YOUR GOAL: According to the Zabbix notes, why did fping keep working under the same conditions that broke nmap?

The problem is in efficiency, especially on downtime times. Especially when DB is slooow under 100k+ problems, events, triggers updates. (Remember the crash?). Most important widgets looks like this most of the time:

Solution:
Have a list of active problems on the Zabbix server side, refresh it according to problems happening or closing on the "go".

Fetch it via trapper interface.
Build  "current status" widgets out of them, avoid API as much as possible.

Side effect:
Have a list of "internal problems" for monitoring system administrator to see what's working wrong in terms of monitoring, use the same idea to build such an interface.

The progress

server->trapper->php->browser "hello world" prototype seems to be working:




Lets see how it works all together completed a bit later.

Friday, August 17, 2018

ZABBIX: nmap, fping, collapse reasons

Today i finally had time to figure what's happened on the zabbix crash two days ago.


The reason so much hosts stopped to be accessible was the nmap fail. I've fixed it by switching to fping, but i had to figure out, why nmap has stopped working.

During the crash we've tried to fix networking accessibility problem and  someone has left a nat rule to map ICMP traffic (most networks) to the proper src address.

And this is important: i dont' know the exact reason, but it seems that nat rule set on POSTROUTING stage HAS been applying to traffic, and returning traffic for some reason hasn't been able to be received by the same socket. I am not sure if it went directly to the socket without being deNatted or it couldn't get the socket after being deNATted by iptables. Doesn't really matter.

Fping was functional under same conditions due to it was already sending traffic from the correct address.

DATASET RECORDS:

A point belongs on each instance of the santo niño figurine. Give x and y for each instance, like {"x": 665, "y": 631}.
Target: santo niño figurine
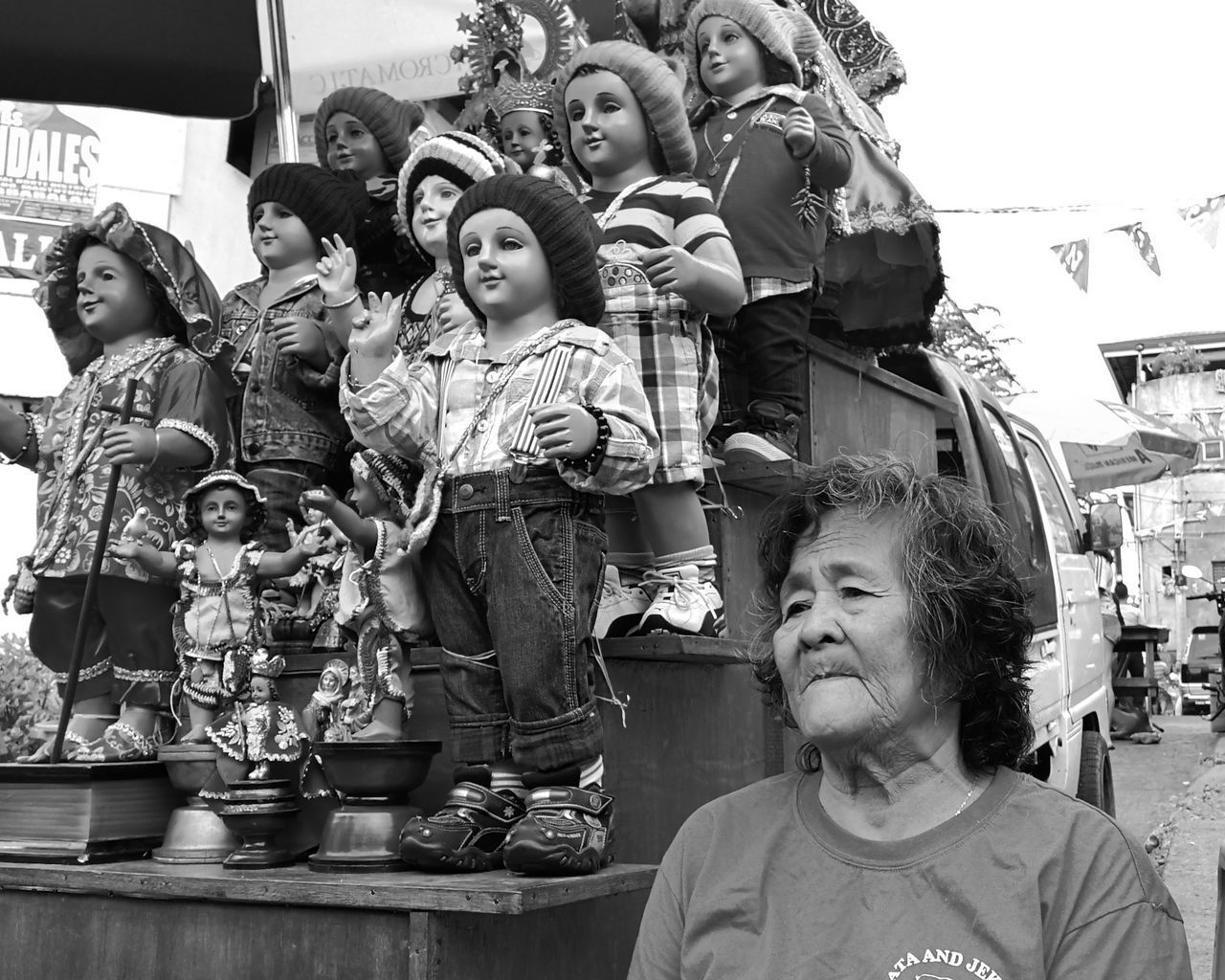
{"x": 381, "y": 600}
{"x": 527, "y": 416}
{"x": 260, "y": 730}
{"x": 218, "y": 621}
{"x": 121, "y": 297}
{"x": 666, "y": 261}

REPLY: It was already sending traffic from the correct address.